- [Written task 1]
Answer these questions from the clock blog post:
(a) Which maker and date does the post give for the London grandfather clock?
(b) How many hammers and how many bells does the musical movement of the Bilbie clock use?
(c) How are the iron hands eventually protected?
- [Written task 2] Rewrite the clock blog post from "18th century musical" up to and including "4 different tunes.", changing "provincial" to "regional".

--- Begin Text excerpt ---

18th century musical grandfather clocks are very rare examples. I will only see a genuine fine example once every few years. In this blog I will be looking at two late 18th century examples. One fine grandfather clock by Joseph Herring of London C1770. Also a superb rare provincial musical clock by Edward Bilbie of Chewstoke C1780 pictured below.
After discussions and research on the Bilbie family of clockmakers. You can see the example on the left is one of the finest provincial musical clocks by this maker. It bears all the hallmarks of what a Bilbie clock should look like. The lovely polished and engraved dial, with the doric columns superbly engraved to the dial centre. The name on a cartouche to the arch finely engraved and either side, a strike/silent feature and 4 different tunes.
The tunes being ‘ Lincoln Time ‘ , ‘ Bath Time ‘ , ‘ 104th Psalme ‘ , ‘ 23 rd Psalme ‘. Why Lincoln Time, Bath Time I can understand as it is 20 miles away from Chewstoke, but Lincoln Time I do not know the reason. Maybe these were customer selections in the 18th century. The delightful engraving to the centres and outer edges of the arch show what fine craftsman Bilbie was. Bear in mind this is a provincial clock, it really is top quality workmanship.
Lovely quality Bilbie Clock
The dial also shows seconds and further delicate engraving around the edge. A calendar to the dial centre, chapter ring and fine gilded spandrels to the corners of the dial. All dials of this period are cast brass, and all the hands etc are worked on by hand. These are lovely quality iron hands which are eventually protected by being blued.
High quality musical movement
The fine music played by this immense high quality movement is played by means of 12 hammers on 10 bells. This is on a intricate pin wheel barrel. Finding all the right notes for the differing tunes is so complex. The bells would of been cast by hand. I believe Bilbie did this himself, he had his own foundry , which was very rare. To get the bells so well sounding is a real credit to his talent. You will see a casting mark on the largest bell, but all bells play superbly.

--- End Text excerpt ---
--- Begin Material supplied ---

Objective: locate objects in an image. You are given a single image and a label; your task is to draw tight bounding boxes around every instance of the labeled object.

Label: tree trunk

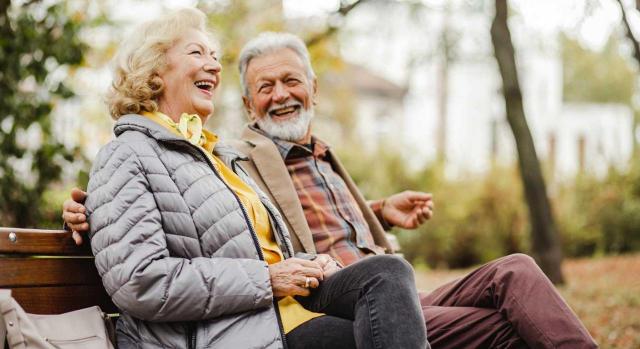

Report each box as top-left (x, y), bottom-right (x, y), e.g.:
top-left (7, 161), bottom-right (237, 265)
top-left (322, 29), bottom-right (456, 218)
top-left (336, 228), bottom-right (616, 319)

top-left (618, 0), bottom-right (640, 158)
top-left (491, 0), bottom-right (564, 284)
top-left (436, 10), bottom-right (451, 164)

--- End Material supplied ---

- [Problem solution 1]
(a) Joseph Herring of London, C1770.
(b) 12 hammers on 10 bells.
(c) By being blued.

- [Problem solution 2]
18th century musical grandfather clocks are very rare examples. I will only see a genuine fine example once every few years. In this blog I will be looking at two late 18th century examples. One fine grandfather clock by Joseph Herring of London C1770. Also a superb rare regional musical clock by Edward Bilbie of Chewstoke C1780 pictured below.
After discussions and research on the Bilbie family of clockmakers. You can see the example on the left is one of the finest regional musical clocks by this maker. It bears all the hallmarks of what a Bilbie clock should look like. The lovely polished and engraved dial, with the doric columns superbly engraved to the dial centre. The name on a cartouche to the arch finely engraved and either side, a strike/silent feature and 4 different tunes.